If any record holds an image, omit the image and print the rest exactly.

++++

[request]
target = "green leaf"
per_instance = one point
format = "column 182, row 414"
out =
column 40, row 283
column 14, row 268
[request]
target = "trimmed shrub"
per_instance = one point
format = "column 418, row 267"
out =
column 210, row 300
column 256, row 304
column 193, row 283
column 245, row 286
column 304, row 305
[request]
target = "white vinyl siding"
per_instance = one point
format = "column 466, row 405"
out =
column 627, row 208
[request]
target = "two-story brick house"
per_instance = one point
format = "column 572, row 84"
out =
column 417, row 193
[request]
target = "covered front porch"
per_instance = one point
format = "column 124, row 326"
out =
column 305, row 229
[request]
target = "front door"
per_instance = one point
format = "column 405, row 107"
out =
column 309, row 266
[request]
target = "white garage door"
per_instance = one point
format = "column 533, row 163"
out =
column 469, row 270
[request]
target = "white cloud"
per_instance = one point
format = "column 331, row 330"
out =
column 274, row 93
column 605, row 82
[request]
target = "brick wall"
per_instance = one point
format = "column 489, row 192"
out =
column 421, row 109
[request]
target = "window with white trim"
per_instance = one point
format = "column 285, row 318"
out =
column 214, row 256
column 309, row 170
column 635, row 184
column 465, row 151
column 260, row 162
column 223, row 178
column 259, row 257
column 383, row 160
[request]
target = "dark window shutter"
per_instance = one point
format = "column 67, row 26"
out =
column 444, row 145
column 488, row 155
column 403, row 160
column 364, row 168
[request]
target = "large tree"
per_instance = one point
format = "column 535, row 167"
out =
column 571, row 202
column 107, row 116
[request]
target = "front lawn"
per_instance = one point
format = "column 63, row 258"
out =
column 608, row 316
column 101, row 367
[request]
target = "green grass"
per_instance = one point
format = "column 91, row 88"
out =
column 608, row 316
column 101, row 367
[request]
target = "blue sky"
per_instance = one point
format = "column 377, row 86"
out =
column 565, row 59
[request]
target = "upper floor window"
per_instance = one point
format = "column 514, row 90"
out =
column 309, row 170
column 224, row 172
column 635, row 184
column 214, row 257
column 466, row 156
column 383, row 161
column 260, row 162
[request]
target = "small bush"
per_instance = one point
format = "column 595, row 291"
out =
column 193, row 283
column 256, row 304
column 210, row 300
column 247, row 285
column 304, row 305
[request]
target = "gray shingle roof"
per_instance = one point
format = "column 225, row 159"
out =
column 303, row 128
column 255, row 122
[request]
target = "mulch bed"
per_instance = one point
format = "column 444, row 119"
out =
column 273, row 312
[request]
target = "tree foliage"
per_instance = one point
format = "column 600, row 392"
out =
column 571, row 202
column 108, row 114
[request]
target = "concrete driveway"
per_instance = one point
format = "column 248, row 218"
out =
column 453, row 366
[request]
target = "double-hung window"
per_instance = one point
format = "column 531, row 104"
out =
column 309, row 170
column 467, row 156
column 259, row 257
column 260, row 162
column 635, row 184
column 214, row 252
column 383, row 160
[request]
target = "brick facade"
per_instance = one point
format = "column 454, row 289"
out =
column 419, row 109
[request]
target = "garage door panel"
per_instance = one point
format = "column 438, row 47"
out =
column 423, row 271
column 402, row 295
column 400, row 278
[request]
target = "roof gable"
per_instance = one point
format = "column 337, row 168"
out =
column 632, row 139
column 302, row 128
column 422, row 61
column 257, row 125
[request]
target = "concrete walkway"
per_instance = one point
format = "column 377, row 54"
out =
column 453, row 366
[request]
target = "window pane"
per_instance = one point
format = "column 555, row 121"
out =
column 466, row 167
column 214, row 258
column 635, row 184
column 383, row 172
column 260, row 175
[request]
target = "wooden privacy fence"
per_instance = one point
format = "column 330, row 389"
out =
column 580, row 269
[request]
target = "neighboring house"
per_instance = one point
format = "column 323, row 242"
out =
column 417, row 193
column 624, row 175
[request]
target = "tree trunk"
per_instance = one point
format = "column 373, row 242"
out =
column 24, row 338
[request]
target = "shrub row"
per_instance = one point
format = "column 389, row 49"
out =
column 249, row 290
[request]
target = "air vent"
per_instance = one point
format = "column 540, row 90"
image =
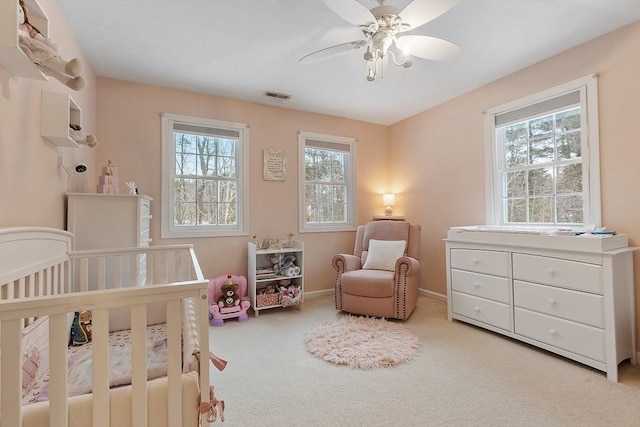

++++

(ANSWER FOR THIS EXERCISE)
[request]
target = "green leaf"
per_instance = one point
format = "column 182, row 414"
out =
column 40, row 283
column 14, row 268
[request]
target = "trimmed shrub"
per_instance = one point
format = "column 418, row 267"
out =
column 210, row 300
column 256, row 304
column 193, row 283
column 245, row 286
column 304, row 305
[request]
target = "white vinyl siding"
per_instance = one point
format = "column 466, row 405"
out =
column 627, row 208
[request]
target = "two-story brick house"
per_instance = one point
format = "column 572, row 84"
out =
column 417, row 193
[request]
target = "covered front porch"
per_instance = one point
format = "column 124, row 326"
out =
column 305, row 229
[request]
target = "front door"
per_instance = one point
format = "column 405, row 107"
out =
column 309, row 266
[request]
target = "white garage door"
per_instance = one point
format = "column 533, row 163"
out =
column 469, row 270
[request]
target = "white cloud"
per_instance = one point
format = "column 331, row 330"
out =
column 274, row 93
column 605, row 82
[request]
target = "brick wall"
per_instance = one point
format = "column 489, row 192"
out =
column 421, row 109
[request]
target = "window with white trim"
per_instance = one point
format = "column 285, row 318"
out =
column 214, row 256
column 309, row 170
column 635, row 184
column 465, row 151
column 260, row 162
column 223, row 178
column 259, row 257
column 383, row 160
[request]
target = "dark window shutter"
per_instance = one point
format = "column 67, row 26"
out =
column 444, row 145
column 488, row 155
column 403, row 160
column 364, row 168
[request]
target = "large tree"
per_instance = one point
format = "column 535, row 167"
out =
column 571, row 202
column 107, row 116
[request]
target = "front lawn"
per_instance = one point
format = "column 63, row 258"
out =
column 608, row 316
column 101, row 367
[request]
target = "green grass"
per_instance = one point
format = "column 91, row 88"
out =
column 608, row 316
column 101, row 367
[request]
target = "blue sky"
per_instance = one point
format = "column 377, row 86"
out =
column 565, row 59
[request]
target = "upper floor window"
per_instance = one point
format = "column 514, row 90"
out =
column 309, row 170
column 224, row 172
column 635, row 184
column 214, row 257
column 466, row 156
column 383, row 161
column 260, row 162
[request]
target = "small bush"
per_instance = one point
format = "column 595, row 291"
out =
column 193, row 283
column 256, row 304
column 210, row 300
column 247, row 285
column 304, row 305
[request]
target = "gray shingle roof"
per_instance = one point
format = "column 225, row 159"
out =
column 303, row 128
column 255, row 122
[request]
target = "mulch bed"
per_instance = one point
format = "column 444, row 119"
out =
column 273, row 312
[request]
target = "tree foliage"
per_instance = one point
format = "column 600, row 392"
out =
column 571, row 202
column 108, row 114
[request]
target = "concrete driveway"
per_instance = one point
format = "column 248, row 218"
out =
column 453, row 366
[request]
target = "double-hung window"
per_instance = one point
format = "column 531, row 104"
out =
column 309, row 170
column 467, row 156
column 259, row 257
column 260, row 162
column 635, row 184
column 214, row 252
column 383, row 160
[request]
target = "brick facade"
per_instance = one point
format = "column 454, row 289"
out =
column 419, row 109
[request]
target = "garage door panel"
per_instance = one point
format = "column 438, row 47"
out =
column 423, row 271
column 402, row 295
column 400, row 278
[request]
target = "roof gable"
per_instance = one point
format = "column 337, row 168"
out =
column 632, row 139
column 302, row 128
column 422, row 61
column 257, row 125
[request]
target = "concrete walkway"
per_instance = one point
format = "column 377, row 54"
out =
column 453, row 366
[request]
target = "window pane"
per_instance = one point
format = "column 555, row 121"
out =
column 466, row 167
column 214, row 258
column 635, row 184
column 383, row 172
column 260, row 175
[request]
target = "wooden privacy fence"
per_instance = one point
format = "column 330, row 389"
out =
column 580, row 269
[request]
target = "neighboring house"
per_instance = one point
format = "column 323, row 242"
out =
column 417, row 193
column 624, row 175
[request]
target = "tree trunk"
per_instance = one point
format = "column 373, row 242"
out =
column 24, row 338
[request]
target = "shrub row"
per_instance = one point
format = "column 389, row 49"
out =
column 249, row 290
[request]
target = "air vent"
per_instance = one point
format = "column 540, row 90"
image =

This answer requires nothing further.